## What this exercise asks
A: List the bacteria that the passage on integrative and conjugative elements gives as examples within Pseudomonadota.
B: Using the passage on integrative and conjugative elements, answer these questions:
(i) Where in a donor cell are ICEs located primarily?
(ii) By what process do ICEs transfer to recipient cells?
(iii) What are some immobile genomic pathogenicity islands believed to be?
C: Copy the part of the passage on integrative and conjugative elements that starts at "Due to their" and ends at "among many microorganisms.".

## Excerpt to read

- - - - - - -

= Integrative and conjugative element =

Mobile genetic elements

Integrative and conjugative elements (ICEs) are mobile genetic elements present in both Gram-positive and Gram-negative bacteria. In a donor cell, ICEs are located primarily on the chromosome, but have the ability to excise themselves from the genome and transfer to recipient cells via bacterial conjugation.

Due to their physical association with chromosomes, identifying integrative and conjugative elements has proven challenging, but in silico analysis of bacterial genomes indicate these elements are widespread among many microorganisms.

ICEs have been detected in Pseudomonadota (e.g., Pseudomonas spp., Aeromonas spp., E. coli, Haemophilus spp.), Actinomycetota and Bacillota. Among many other virulence determinants, ICEs may spread antibiotic and metal ion resistance genes across prokaryotic phyla. In addition, ICE elements may also facilitate the mobilisation of other DNA modules such as genomic islands.

== Characteristics ==
Although ICEs exhibit various mechanisms promoting their integration, transfer and regulation, they share many common characteristics. ICEs comprise all mobile genetic elements with self-replication, integration, and conjugation abilities, including conjugative transposons, regardless of the particular conjugation and integration mechanism by which they act. Some immobile genomic pathogenicity islands are also believed to be defective ICEs that have lost their ability to conjugate.

- - - - - - -

(Image point grounding data)

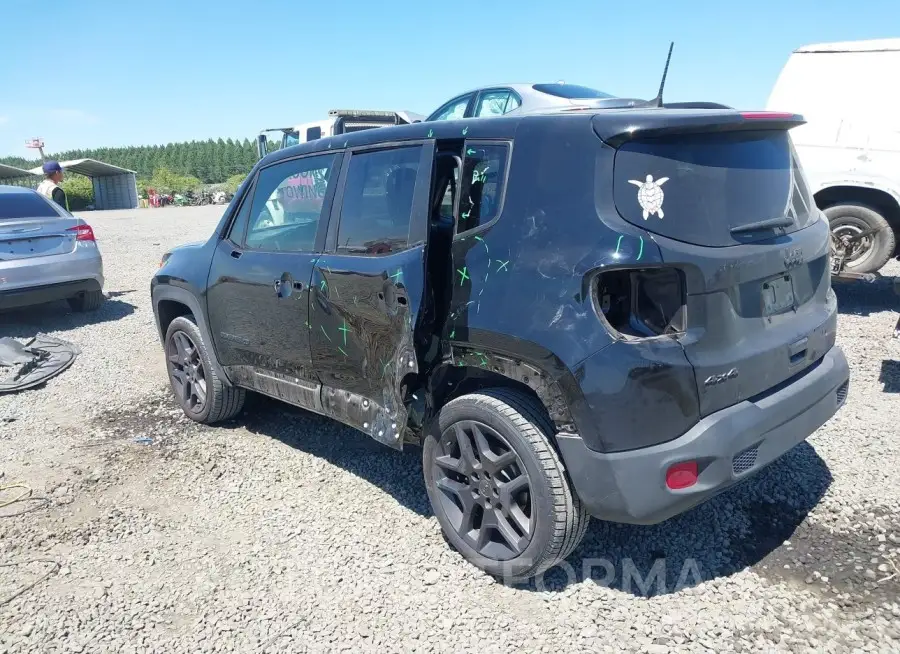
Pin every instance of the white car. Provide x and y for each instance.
(850, 146)
(46, 253)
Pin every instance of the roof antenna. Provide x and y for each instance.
(657, 101)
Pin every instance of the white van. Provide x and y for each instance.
(849, 94)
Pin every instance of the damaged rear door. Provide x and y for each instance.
(367, 289)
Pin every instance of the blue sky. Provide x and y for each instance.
(114, 72)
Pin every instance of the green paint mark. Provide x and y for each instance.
(480, 175)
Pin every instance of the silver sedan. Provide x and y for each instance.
(46, 253)
(525, 98)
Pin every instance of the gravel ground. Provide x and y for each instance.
(284, 532)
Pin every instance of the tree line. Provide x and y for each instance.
(211, 161)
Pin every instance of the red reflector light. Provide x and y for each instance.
(681, 475)
(762, 115)
(82, 232)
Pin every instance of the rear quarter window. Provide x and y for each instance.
(15, 206)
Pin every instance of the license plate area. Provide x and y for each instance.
(777, 295)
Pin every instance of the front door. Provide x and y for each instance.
(258, 297)
(368, 289)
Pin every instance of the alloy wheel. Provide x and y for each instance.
(187, 372)
(484, 490)
(859, 250)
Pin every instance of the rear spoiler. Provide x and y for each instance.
(616, 128)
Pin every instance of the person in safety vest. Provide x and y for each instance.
(50, 188)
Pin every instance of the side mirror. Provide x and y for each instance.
(262, 145)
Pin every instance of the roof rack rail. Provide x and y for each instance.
(695, 105)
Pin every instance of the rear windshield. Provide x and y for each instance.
(699, 188)
(570, 91)
(25, 205)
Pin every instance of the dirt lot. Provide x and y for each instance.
(284, 532)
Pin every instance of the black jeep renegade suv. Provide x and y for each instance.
(617, 313)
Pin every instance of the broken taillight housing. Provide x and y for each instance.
(643, 302)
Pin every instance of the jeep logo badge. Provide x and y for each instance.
(793, 258)
(715, 380)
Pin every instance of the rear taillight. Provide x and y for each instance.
(643, 302)
(82, 232)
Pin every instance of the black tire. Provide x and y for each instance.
(87, 301)
(191, 375)
(873, 251)
(557, 520)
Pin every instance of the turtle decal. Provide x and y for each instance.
(650, 195)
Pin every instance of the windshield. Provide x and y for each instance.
(18, 205)
(570, 91)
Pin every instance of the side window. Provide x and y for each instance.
(484, 171)
(287, 204)
(454, 110)
(377, 204)
(495, 103)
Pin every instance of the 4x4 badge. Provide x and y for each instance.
(650, 195)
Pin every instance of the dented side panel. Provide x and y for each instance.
(362, 313)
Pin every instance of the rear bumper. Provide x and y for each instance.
(23, 297)
(729, 446)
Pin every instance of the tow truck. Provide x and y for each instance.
(339, 121)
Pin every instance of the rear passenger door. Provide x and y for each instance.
(367, 289)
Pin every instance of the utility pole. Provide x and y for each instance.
(36, 144)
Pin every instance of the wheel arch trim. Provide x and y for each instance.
(174, 294)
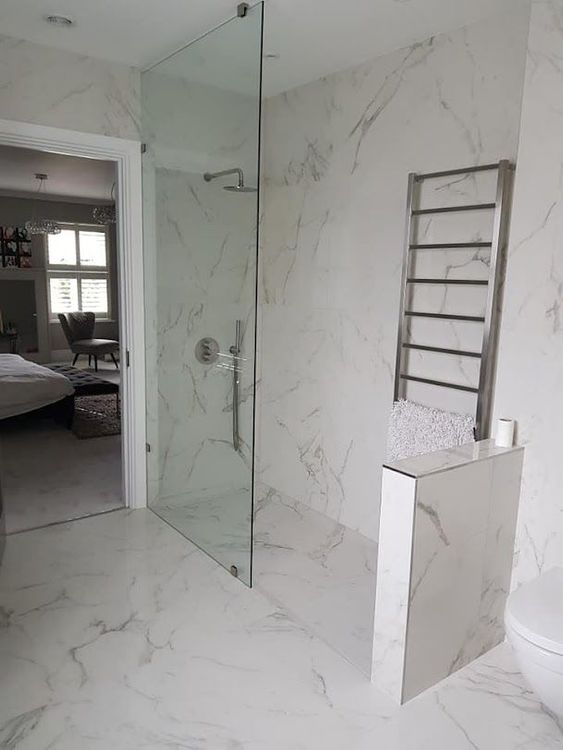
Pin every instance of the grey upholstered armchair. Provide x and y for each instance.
(79, 331)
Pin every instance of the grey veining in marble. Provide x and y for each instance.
(530, 367)
(200, 258)
(432, 463)
(319, 570)
(337, 155)
(118, 633)
(47, 86)
(445, 564)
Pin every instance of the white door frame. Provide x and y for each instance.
(127, 156)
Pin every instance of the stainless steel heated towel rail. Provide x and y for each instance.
(489, 321)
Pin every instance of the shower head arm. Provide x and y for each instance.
(208, 176)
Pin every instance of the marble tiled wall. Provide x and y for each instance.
(448, 521)
(200, 263)
(46, 86)
(337, 155)
(530, 369)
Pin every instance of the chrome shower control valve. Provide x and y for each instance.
(207, 350)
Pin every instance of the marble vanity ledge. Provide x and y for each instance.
(449, 458)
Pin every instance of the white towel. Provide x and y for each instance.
(415, 429)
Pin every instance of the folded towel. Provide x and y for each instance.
(415, 429)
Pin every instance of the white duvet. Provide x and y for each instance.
(25, 386)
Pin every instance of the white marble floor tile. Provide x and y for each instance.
(118, 633)
(48, 475)
(216, 522)
(322, 572)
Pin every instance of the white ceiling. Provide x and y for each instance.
(312, 37)
(69, 176)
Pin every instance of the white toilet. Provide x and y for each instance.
(534, 627)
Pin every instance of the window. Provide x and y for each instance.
(78, 270)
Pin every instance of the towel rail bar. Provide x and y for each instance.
(489, 319)
(440, 383)
(442, 350)
(452, 172)
(459, 282)
(448, 245)
(454, 209)
(445, 316)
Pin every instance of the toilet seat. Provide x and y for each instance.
(535, 611)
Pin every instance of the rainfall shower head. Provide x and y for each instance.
(240, 187)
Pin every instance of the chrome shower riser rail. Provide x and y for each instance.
(235, 352)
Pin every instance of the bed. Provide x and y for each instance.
(27, 387)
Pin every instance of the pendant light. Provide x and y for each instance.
(106, 214)
(38, 225)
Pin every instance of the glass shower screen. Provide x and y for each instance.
(201, 122)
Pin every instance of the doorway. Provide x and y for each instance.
(72, 332)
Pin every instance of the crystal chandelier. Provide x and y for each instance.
(38, 225)
(105, 214)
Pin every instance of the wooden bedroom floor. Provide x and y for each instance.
(48, 475)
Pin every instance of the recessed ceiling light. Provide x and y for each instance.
(59, 20)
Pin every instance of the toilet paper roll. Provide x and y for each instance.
(505, 433)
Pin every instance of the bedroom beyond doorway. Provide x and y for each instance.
(60, 374)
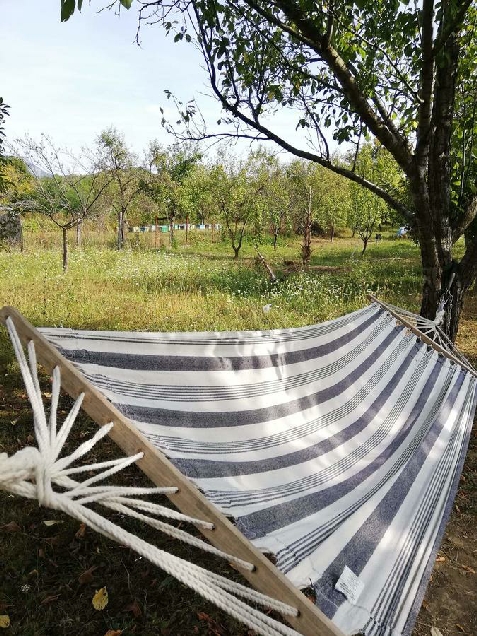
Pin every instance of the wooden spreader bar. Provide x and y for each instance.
(422, 336)
(265, 578)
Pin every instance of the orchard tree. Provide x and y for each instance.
(271, 183)
(368, 211)
(66, 188)
(396, 71)
(165, 183)
(117, 162)
(237, 197)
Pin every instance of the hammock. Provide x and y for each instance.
(336, 448)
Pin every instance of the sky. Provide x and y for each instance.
(72, 80)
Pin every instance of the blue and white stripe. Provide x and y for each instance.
(335, 445)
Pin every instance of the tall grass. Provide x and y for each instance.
(199, 286)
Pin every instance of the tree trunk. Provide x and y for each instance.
(121, 216)
(365, 244)
(79, 227)
(65, 249)
(171, 230)
(306, 247)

- - - - - - -

## Answers to the exercises
A: Pseudomonas spp., Aeromonas spp., E. coli, Haemophilus spp.

B:
(i) On the chromosome.
(ii) Bacterial conjugation.
(iii) Defective ICEs that have lost their ability to conjugate.

C:
Due to their physical association with chromosomes, identifying integrative and conjugative elements has proven challenging, but in silico analysis of bacterial genomes indicate these elements are widespread among many microorganisms.